> DATA FOR REVIEW
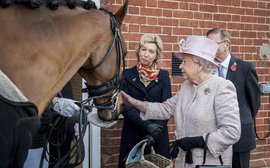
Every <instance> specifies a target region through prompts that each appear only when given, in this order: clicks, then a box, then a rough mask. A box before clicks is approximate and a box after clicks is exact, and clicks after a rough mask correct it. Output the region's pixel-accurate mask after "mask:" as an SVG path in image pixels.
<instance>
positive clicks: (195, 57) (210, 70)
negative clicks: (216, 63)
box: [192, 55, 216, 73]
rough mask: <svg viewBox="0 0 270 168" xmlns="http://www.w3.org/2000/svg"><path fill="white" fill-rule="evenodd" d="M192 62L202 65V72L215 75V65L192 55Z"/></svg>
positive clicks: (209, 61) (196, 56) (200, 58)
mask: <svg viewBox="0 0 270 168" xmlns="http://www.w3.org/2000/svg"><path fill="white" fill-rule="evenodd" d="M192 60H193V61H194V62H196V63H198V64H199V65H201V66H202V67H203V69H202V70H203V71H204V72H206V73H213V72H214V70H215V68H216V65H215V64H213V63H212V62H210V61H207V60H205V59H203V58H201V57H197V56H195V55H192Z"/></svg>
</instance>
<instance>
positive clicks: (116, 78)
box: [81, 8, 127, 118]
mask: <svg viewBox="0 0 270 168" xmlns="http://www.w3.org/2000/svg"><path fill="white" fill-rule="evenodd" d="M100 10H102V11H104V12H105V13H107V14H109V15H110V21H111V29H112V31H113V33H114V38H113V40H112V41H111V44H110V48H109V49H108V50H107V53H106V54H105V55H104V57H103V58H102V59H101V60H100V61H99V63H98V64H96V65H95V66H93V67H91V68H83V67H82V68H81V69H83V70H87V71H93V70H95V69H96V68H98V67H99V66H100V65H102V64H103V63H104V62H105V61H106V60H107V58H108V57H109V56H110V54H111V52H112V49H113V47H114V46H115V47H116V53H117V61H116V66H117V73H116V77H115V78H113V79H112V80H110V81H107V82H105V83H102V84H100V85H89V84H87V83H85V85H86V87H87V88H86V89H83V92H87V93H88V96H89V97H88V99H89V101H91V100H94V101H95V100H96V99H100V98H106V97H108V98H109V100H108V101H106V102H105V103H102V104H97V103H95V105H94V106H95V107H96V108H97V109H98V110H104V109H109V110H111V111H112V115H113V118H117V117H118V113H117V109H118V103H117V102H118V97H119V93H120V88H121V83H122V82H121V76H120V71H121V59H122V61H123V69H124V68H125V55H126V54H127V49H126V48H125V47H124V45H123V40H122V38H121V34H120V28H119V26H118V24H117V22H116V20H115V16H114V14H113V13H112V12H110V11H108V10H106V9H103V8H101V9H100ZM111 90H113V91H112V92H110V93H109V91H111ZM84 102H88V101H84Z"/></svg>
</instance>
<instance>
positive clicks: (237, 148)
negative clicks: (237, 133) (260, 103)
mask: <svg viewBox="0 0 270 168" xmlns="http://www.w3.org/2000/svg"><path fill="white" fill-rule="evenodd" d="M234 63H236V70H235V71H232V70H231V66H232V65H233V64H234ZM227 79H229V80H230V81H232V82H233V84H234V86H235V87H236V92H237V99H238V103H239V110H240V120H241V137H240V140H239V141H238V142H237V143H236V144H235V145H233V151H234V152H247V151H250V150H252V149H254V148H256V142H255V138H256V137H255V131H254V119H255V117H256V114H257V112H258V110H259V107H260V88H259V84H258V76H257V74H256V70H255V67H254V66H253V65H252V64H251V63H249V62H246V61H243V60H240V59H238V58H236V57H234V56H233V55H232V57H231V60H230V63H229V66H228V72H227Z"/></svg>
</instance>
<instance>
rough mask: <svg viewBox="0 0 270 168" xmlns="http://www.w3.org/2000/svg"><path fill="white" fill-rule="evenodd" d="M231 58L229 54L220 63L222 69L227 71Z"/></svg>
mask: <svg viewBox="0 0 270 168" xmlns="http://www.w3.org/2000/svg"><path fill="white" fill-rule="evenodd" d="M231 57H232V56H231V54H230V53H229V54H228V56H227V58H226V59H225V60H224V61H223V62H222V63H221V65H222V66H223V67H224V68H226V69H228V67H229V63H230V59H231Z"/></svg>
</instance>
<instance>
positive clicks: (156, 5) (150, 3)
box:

> EXERCISE
If the data includes images, skip them and copy every line exactly.

> SOLUTION TO THE EXERCISE
Every <instance> specifies a target region through prompts that each appear only when given, in this order: clicks, then a box, then a rough mask. A box before clicks is approximate and a box after clicks is exact, and clicks after a rough mask correct it. Output the region's pixel-accurate mask after "mask:" as an SVG path in image pixels.
<instance>
positive clicks: (195, 57) (210, 70)
negative clicks: (216, 63)
box: [192, 55, 216, 73]
rough mask: <svg viewBox="0 0 270 168" xmlns="http://www.w3.org/2000/svg"><path fill="white" fill-rule="evenodd" d="M192 62L202 65V72L215 75V65L192 55Z"/></svg>
positive clicks: (209, 61) (196, 56) (200, 58)
mask: <svg viewBox="0 0 270 168" xmlns="http://www.w3.org/2000/svg"><path fill="white" fill-rule="evenodd" d="M192 60H193V61H194V62H196V63H198V64H199V65H201V66H202V67H203V69H202V70H203V71H204V72H206V73H213V72H214V70H215V68H216V65H215V64H213V63H212V62H210V61H207V60H205V59H203V58H201V57H197V56H195V55H192Z"/></svg>
</instance>
<instance>
positive clicks: (116, 78)
box: [81, 8, 127, 118]
mask: <svg viewBox="0 0 270 168" xmlns="http://www.w3.org/2000/svg"><path fill="white" fill-rule="evenodd" d="M100 10H102V11H104V12H105V13H107V14H109V15H110V21H111V29H112V31H113V33H114V38H113V40H112V41H111V44H110V48H109V49H108V50H107V53H106V54H105V55H104V57H103V58H102V59H101V60H100V61H99V63H98V64H96V65H95V66H93V67H91V68H83V67H82V68H81V69H83V70H87V71H93V70H95V69H96V68H98V67H99V66H100V65H102V64H103V63H104V62H105V61H106V60H107V58H108V57H109V56H110V54H111V52H112V49H113V47H114V46H115V47H116V53H117V61H116V66H117V73H116V77H115V78H113V79H112V80H110V81H107V82H105V83H102V84H100V85H89V84H87V83H85V85H86V87H87V88H86V89H83V92H87V93H88V96H89V97H88V99H89V101H91V100H94V101H95V100H96V99H100V98H106V97H108V98H109V100H108V101H106V102H105V103H102V104H97V103H95V105H94V106H95V107H96V108H97V109H98V110H104V109H109V110H111V111H112V115H113V118H117V117H118V113H117V109H118V103H117V102H118V97H119V93H120V88H121V83H122V82H121V76H120V71H121V59H122V61H123V69H124V68H125V55H126V54H127V49H126V48H125V47H124V45H123V40H122V38H121V34H120V28H119V26H118V24H117V22H116V20H115V16H114V14H113V13H112V12H110V11H108V10H106V9H103V8H101V9H100ZM111 90H113V91H112V92H110V93H109V91H111ZM84 102H88V101H84Z"/></svg>
</instance>
<instance>
positive clicks: (237, 148)
negative clicks: (237, 133) (260, 103)
mask: <svg viewBox="0 0 270 168" xmlns="http://www.w3.org/2000/svg"><path fill="white" fill-rule="evenodd" d="M234 63H236V70H235V71H232V70H231V66H232V65H233V64H234ZM227 79H229V80H230V81H232V82H233V84H234V86H235V87H236V92H237V99H238V103H239V110H240V120H241V137H240V140H239V141H238V142H237V143H236V144H235V145H233V151H234V152H247V151H250V150H252V149H254V148H256V142H255V138H256V137H255V131H254V119H255V117H256V114H257V112H258V110H259V107H260V88H259V84H258V76H257V74H256V70H255V67H254V66H253V65H252V64H251V63H249V62H246V61H243V60H240V59H238V58H236V57H234V56H233V55H232V57H231V60H230V63H229V66H228V72H227Z"/></svg>
</instance>
<instance>
rough mask: <svg viewBox="0 0 270 168" xmlns="http://www.w3.org/2000/svg"><path fill="white" fill-rule="evenodd" d="M231 58L229 54L220 63L222 69L227 71Z"/></svg>
mask: <svg viewBox="0 0 270 168" xmlns="http://www.w3.org/2000/svg"><path fill="white" fill-rule="evenodd" d="M231 57H232V56H231V54H230V53H229V54H228V56H227V58H226V59H225V60H224V61H223V62H222V63H221V65H222V66H223V67H224V68H226V69H228V67H229V63H230V59H231Z"/></svg>
</instance>
<instance>
positive clicks: (156, 5) (150, 3)
box:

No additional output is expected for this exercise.